In the forum post below about fast input reading in Rust for programming contests, what kinds of tokens may the input contain?

━━━ EXCERPTED TEXT ━━━

Fastest idiomatic I/O routine in Rust for programming contests? - string

My question has been partially answered, so I've revised it in response to things I've learned from comments and additional experiments.
In summary, I want a fast I/O routine for programming contests, in which problems are solved with a single file and no external crates. It should read in a sequence of whitespace-separated tokens from a BufRead (either stdin or a file). The tokens may be integers, floats or ASCII words, separated by spaces and newlines, so it seems I should support FromStr types generically. A small minority of problems are interactive, meaning not all of the input is available initially, but it always comes in complete lines.
For context, here's the discussion that led me to post here. Someone wrote very fast custom code to parse integers directly from the &[u8] output of BufRead::fill_buf(), but it's not generic in FromStr.

━━━ EXTRACTED RECORDS ━━━

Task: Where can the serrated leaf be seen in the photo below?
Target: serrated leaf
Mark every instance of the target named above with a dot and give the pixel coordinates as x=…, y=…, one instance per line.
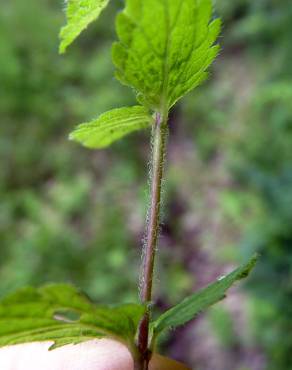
x=79, y=13
x=111, y=126
x=190, y=307
x=164, y=48
x=60, y=313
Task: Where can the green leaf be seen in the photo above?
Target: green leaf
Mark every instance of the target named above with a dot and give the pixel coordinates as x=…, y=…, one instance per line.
x=111, y=126
x=80, y=13
x=164, y=48
x=60, y=313
x=190, y=307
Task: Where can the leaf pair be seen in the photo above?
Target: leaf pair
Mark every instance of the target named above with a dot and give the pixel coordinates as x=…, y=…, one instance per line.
x=163, y=52
x=60, y=313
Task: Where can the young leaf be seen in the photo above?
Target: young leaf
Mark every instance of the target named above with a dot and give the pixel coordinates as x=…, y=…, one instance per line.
x=190, y=307
x=80, y=13
x=164, y=48
x=111, y=126
x=60, y=313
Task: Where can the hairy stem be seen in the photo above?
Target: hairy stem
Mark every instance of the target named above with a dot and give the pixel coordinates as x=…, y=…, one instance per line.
x=159, y=139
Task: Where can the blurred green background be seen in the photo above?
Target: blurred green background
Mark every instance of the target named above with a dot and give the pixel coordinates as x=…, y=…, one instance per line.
x=68, y=214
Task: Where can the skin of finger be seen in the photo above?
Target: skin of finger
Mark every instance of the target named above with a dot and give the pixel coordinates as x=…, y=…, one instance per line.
x=103, y=354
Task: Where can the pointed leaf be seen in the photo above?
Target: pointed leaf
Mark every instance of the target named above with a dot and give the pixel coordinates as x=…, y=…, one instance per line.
x=111, y=126
x=164, y=48
x=60, y=313
x=190, y=307
x=80, y=13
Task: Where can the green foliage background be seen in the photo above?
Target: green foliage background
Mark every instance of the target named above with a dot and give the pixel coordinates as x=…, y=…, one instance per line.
x=68, y=214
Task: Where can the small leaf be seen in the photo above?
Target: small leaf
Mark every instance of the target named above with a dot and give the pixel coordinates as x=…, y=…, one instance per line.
x=80, y=13
x=60, y=313
x=111, y=126
x=190, y=307
x=164, y=48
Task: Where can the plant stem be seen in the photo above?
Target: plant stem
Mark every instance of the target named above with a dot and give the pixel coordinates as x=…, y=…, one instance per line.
x=159, y=140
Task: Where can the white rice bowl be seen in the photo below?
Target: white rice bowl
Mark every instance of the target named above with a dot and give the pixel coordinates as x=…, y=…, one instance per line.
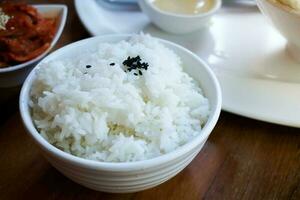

━━━

__RESULT OF THE EXERCISE__. Integers, floats or ASCII words.